→ **What to work on**: Please reproduce every line of the records, starting at the line containing "query | reflection in water" and ending at the end of the records, with requests included, and offset each point coordinate in the answers by adding 124.

→ **Data rows**:
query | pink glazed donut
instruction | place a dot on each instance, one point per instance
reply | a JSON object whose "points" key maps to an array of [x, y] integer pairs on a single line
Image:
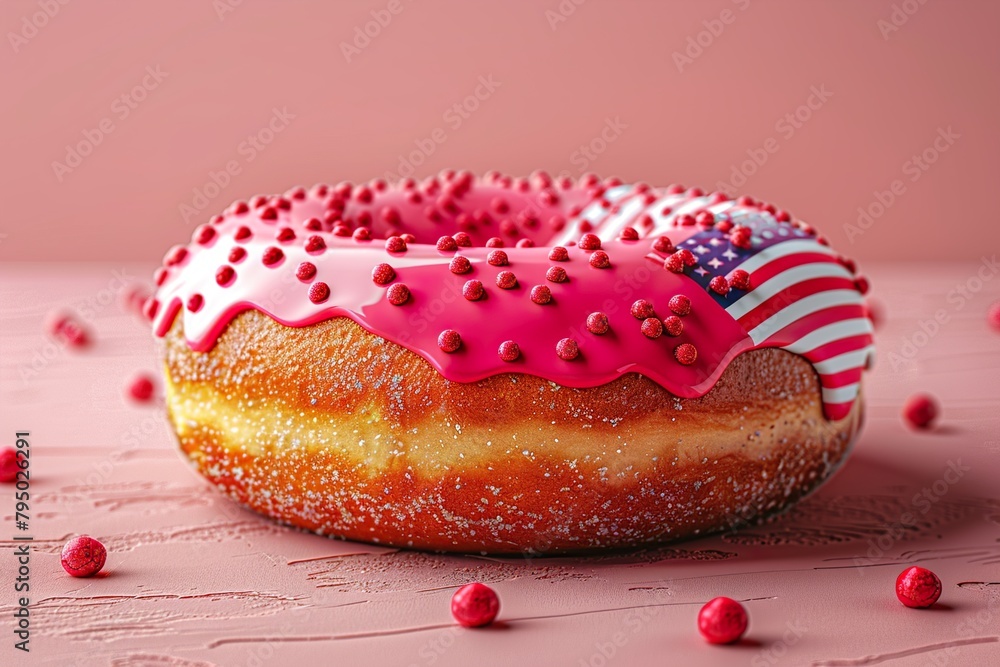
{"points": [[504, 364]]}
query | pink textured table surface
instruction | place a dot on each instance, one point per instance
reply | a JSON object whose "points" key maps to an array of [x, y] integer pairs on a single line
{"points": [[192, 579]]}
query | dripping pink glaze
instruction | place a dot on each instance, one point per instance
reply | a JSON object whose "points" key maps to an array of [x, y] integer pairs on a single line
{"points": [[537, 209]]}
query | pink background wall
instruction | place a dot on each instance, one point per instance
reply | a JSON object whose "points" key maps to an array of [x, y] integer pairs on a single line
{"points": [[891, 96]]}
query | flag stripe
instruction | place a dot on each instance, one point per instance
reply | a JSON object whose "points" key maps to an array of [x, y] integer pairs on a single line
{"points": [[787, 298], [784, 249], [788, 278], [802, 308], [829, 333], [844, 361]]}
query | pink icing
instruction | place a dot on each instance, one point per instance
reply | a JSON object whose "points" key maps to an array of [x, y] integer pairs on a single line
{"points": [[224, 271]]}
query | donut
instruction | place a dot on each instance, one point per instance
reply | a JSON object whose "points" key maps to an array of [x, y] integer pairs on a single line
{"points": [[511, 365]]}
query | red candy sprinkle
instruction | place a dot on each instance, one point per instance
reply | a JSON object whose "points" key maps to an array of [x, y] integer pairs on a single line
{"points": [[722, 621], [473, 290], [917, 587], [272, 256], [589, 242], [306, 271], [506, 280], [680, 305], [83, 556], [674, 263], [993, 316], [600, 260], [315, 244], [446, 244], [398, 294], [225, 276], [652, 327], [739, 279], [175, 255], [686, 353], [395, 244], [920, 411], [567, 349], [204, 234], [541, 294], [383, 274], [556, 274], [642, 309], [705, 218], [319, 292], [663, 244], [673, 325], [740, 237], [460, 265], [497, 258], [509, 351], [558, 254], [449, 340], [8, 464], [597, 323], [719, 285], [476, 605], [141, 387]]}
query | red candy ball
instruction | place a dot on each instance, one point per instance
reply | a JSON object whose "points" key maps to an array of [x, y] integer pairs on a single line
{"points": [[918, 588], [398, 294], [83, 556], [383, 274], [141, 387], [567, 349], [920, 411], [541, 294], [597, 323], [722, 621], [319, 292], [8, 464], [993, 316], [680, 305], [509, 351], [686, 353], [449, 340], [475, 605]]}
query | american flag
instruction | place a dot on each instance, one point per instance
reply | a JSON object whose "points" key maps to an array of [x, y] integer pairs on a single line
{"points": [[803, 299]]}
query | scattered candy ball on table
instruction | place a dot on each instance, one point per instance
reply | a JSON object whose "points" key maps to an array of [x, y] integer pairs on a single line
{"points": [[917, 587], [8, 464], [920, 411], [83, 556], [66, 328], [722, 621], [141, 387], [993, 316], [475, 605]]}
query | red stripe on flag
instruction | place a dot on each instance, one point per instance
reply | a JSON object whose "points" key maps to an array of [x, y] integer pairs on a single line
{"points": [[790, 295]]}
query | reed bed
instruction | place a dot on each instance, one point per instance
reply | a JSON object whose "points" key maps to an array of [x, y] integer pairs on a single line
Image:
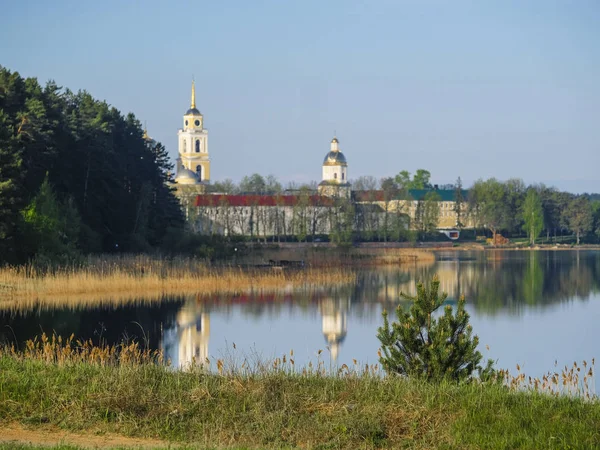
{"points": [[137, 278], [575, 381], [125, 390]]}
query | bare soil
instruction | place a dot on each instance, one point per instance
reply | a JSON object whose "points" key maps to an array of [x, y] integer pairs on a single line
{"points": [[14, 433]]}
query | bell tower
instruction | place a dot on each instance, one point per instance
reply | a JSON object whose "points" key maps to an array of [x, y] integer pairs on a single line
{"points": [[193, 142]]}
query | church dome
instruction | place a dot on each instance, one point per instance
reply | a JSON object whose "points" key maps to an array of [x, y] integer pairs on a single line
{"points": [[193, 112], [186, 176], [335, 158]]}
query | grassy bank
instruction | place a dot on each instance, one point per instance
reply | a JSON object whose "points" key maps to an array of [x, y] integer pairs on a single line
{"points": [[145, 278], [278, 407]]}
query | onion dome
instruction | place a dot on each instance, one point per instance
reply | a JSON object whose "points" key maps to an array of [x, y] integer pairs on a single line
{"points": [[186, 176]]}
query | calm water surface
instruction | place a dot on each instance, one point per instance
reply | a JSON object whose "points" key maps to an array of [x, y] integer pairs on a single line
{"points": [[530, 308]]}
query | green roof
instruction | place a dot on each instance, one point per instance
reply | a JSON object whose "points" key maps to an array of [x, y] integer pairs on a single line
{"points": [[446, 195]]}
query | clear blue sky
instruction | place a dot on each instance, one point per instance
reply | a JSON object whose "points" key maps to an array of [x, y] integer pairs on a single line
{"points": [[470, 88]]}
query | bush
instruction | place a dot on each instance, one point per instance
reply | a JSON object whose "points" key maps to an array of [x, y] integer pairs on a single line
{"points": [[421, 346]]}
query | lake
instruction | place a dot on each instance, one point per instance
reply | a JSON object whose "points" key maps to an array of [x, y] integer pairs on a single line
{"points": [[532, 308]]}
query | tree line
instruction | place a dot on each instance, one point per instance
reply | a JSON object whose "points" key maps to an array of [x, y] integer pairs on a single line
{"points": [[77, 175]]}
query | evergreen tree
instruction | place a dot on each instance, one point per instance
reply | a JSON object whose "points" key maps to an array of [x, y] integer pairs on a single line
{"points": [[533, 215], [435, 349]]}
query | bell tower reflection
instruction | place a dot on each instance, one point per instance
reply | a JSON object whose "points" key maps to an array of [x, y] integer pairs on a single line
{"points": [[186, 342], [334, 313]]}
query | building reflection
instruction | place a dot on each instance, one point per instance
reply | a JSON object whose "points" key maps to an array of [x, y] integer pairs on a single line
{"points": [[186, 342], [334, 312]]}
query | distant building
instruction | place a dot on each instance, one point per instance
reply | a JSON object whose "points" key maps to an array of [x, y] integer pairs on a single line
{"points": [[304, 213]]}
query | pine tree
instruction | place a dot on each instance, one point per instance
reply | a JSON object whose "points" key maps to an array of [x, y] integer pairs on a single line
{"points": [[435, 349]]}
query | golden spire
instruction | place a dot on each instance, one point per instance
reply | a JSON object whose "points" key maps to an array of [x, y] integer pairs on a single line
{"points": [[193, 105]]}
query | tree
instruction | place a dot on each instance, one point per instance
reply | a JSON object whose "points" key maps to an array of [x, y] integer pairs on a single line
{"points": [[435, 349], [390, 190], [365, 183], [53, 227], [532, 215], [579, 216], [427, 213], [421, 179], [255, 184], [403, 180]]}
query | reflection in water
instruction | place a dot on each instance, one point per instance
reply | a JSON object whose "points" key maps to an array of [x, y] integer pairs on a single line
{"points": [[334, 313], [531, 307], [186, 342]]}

→ **Task answer**:
query | reflection in water
instruction | place a dot on each instance, one point per instance
reply | a JSON object whose "points" key maps to an array of [x, y] integer pairs on a single line
{"points": [[458, 437], [655, 431], [310, 466]]}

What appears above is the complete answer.